Exercises to complete:
A: Edit the scholarship article from "Next Steps with" to "shared with others.", replacing "trophies" with "awards".
B: Carry on the article about Tracey and the Wendi Allen Scholarship Fund past its final sentence.

Page text:

Next Steps with Wendi Allen Scholarship Fund
Admittedly, Tracey has limited experience at National Solo events. But she plans to change that this year with help from the Wendi Allen Scholarship Fund. Now in its eighth year, the Wendi Allen Scholarship Fund provides each of three recipients $1,500 a piece to assist with travel to Tire Rack National Solo events and the Tire Rack Solo Nationals Championship in Lincoln, Nebraska. Additionally, the SCCA waives entry fees for scholarship winners to all Tire Rack National Solo events attended during the year.
Tackling National Solo events in 2021 driving a Volkswagen Golf GTI Rabbit in the G Street Ladies class is high on Tracey’s list of goals. Walking away with trophies? Sure, what SCCA competitor doesn’t aim for that. But what Tracey also wants to gather up is experience that can be shared with others.
“I want to fully immerse myself and make new friends within the racing community,” she said about attending National Solo events, as well as the Solo Nationals Championship. “I would love to hear what other regions are doing to support woman in autocross and come back as an ambassador. Because of Wendi Allen’s involvement in autocross, it has helped pave the way for us upcoming female drivers. I feel I embody a lot of her beliefs and values. It is a true honor for me to be able to carry on Wendi’s legacy and bring greater exposure of autocross to more woman on a bigger scale.

Dataset excerpts:
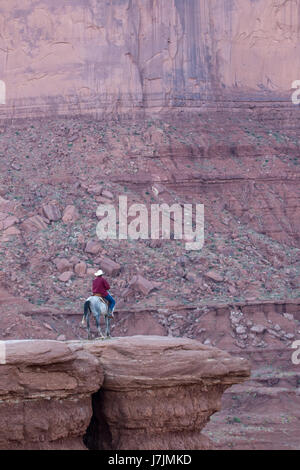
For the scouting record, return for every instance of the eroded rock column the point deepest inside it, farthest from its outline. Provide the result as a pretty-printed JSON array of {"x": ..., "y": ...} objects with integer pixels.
[{"x": 158, "y": 392}]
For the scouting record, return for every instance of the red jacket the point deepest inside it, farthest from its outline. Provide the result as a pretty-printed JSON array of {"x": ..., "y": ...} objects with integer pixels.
[{"x": 100, "y": 286}]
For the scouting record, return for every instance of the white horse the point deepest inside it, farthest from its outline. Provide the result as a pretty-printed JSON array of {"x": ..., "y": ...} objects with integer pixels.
[{"x": 94, "y": 305}]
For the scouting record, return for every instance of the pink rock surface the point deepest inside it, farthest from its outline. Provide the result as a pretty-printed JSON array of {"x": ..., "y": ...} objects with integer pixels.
[{"x": 187, "y": 62}]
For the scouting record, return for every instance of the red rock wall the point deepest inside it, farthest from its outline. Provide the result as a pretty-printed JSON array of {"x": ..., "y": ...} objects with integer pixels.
[{"x": 80, "y": 55}]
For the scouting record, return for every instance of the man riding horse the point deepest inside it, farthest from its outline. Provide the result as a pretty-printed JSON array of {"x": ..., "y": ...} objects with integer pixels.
[
  {"x": 97, "y": 307},
  {"x": 101, "y": 288}
]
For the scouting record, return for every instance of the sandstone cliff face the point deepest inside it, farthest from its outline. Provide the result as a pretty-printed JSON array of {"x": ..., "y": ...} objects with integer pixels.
[
  {"x": 96, "y": 55},
  {"x": 45, "y": 394},
  {"x": 149, "y": 393}
]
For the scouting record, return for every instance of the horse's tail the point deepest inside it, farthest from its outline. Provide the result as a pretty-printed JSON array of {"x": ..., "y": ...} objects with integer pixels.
[{"x": 86, "y": 309}]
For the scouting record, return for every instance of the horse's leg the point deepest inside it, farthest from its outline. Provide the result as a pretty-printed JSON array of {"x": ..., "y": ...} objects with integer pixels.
[
  {"x": 107, "y": 322},
  {"x": 97, "y": 317},
  {"x": 88, "y": 326}
]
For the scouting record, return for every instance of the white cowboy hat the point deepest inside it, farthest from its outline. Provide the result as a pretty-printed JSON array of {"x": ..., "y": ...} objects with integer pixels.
[{"x": 99, "y": 272}]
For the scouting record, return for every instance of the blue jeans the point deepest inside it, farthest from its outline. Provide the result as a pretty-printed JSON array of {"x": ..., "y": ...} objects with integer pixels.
[{"x": 111, "y": 302}]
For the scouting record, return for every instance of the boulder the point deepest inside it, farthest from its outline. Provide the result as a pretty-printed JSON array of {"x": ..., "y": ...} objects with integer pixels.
[
  {"x": 65, "y": 276},
  {"x": 140, "y": 284},
  {"x": 45, "y": 394},
  {"x": 8, "y": 222},
  {"x": 92, "y": 247},
  {"x": 52, "y": 211},
  {"x": 70, "y": 214},
  {"x": 34, "y": 223},
  {"x": 214, "y": 275},
  {"x": 62, "y": 264},
  {"x": 107, "y": 194},
  {"x": 109, "y": 266},
  {"x": 80, "y": 268}
]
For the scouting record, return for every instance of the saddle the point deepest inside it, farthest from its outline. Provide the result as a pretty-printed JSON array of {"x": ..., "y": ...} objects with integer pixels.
[
  {"x": 102, "y": 299},
  {"x": 110, "y": 315}
]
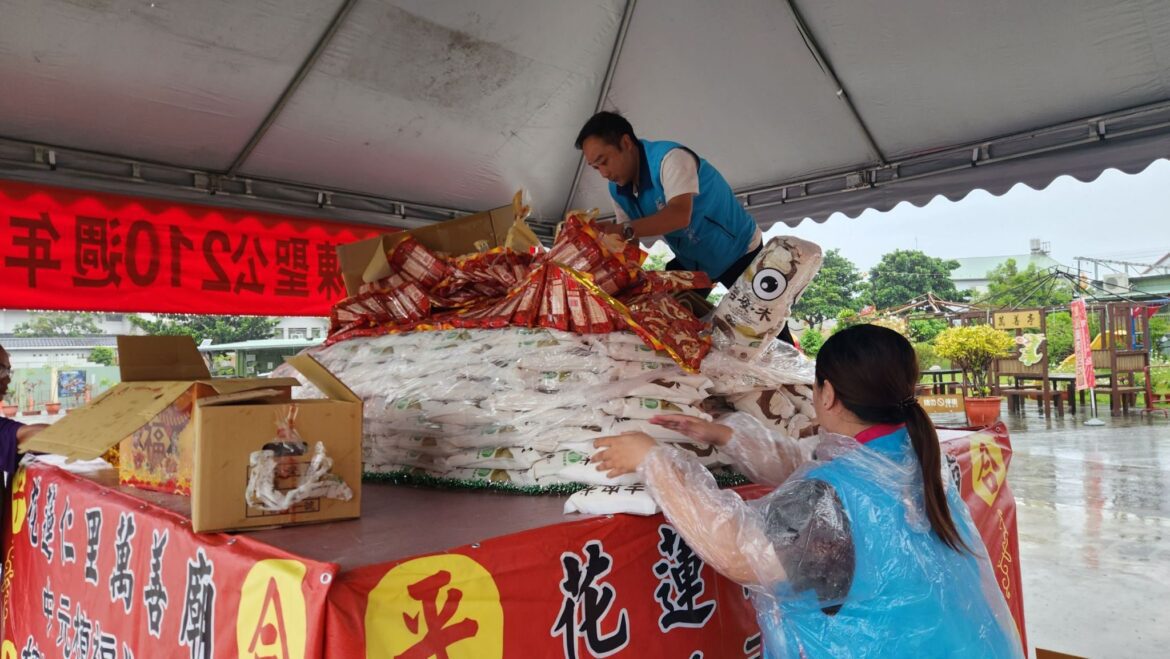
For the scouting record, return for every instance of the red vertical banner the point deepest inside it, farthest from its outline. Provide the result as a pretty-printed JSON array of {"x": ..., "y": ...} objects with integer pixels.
[
  {"x": 978, "y": 464},
  {"x": 94, "y": 572},
  {"x": 93, "y": 252},
  {"x": 1086, "y": 375}
]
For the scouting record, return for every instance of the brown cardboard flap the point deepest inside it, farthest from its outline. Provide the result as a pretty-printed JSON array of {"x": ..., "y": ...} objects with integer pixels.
[
  {"x": 355, "y": 256},
  {"x": 156, "y": 358},
  {"x": 233, "y": 385},
  {"x": 249, "y": 396},
  {"x": 365, "y": 261},
  {"x": 87, "y": 432},
  {"x": 322, "y": 378}
]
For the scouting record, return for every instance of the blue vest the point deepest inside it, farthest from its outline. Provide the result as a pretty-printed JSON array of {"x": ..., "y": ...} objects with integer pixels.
[
  {"x": 912, "y": 595},
  {"x": 720, "y": 230}
]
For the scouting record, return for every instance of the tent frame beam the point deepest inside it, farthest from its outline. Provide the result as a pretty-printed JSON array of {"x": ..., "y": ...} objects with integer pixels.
[
  {"x": 49, "y": 164},
  {"x": 1141, "y": 121},
  {"x": 604, "y": 94},
  {"x": 826, "y": 67},
  {"x": 293, "y": 86}
]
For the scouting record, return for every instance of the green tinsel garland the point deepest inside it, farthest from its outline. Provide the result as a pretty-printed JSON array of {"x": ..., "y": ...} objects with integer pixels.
[{"x": 728, "y": 478}]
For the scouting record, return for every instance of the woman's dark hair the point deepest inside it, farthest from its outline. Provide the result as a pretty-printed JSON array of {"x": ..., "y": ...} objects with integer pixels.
[
  {"x": 874, "y": 373},
  {"x": 610, "y": 127}
]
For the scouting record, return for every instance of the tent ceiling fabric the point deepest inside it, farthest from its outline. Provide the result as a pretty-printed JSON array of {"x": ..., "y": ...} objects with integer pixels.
[{"x": 458, "y": 103}]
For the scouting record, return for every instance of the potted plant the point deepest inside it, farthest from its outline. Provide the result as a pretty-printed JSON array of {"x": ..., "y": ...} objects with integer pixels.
[{"x": 972, "y": 348}]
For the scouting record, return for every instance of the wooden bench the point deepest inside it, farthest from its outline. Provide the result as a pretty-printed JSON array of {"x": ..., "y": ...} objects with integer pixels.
[{"x": 1016, "y": 397}]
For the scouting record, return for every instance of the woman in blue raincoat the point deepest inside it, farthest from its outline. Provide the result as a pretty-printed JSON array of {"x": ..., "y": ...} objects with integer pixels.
[{"x": 865, "y": 549}]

Outputs in order:
A:
Next Steps with Wendi Allen Scholarship Fund
Admittedly, Tracey has limited experience at National Solo events. But she plans to change that this year with help from the Wendi Allen Scholarship Fund. Now in its eighth year, the Wendi Allen Scholarship Fund provides each of three recipients $1,500 a piece to assist with travel to Tire Rack National Solo events and the Tire Rack Solo Nationals Championship in Lincoln, Nebraska. Additionally, the SCCA waives entry fees for scholarship winners to all Tire Rack National Solo events attended during the year.
Tackling National Solo events in 2021 driving a Volkswagen Golf GTI Rabbit in the G Street Ladies class is high on Tracey’s list of goals. Walking away with awards? Sure, what SCCA competitor doesn’t aim for that. But what Tracey also wants to gather up is experience that can be shared with others.

B:
“I’ve had men approach me and say how they wished their wife or girlfriend would autocross with them,” Tracey said in closing. “I always encourage them to bring their significant other to come and watch, try a ride-along, or talk to me so I can tell them ‘they can do this’ and get them hooked. I am proud to say that our club
now has a few wonderful ladies who I am honored to be tearing it up with!”
Tracey’s SCCA story is sweeter than maple syrup. But it’s a tale barely begun. With three children champing at the bit for greater involvement in autocross action, her energetic impact on SCCA Solo may far exceed “remote control” for generations to come.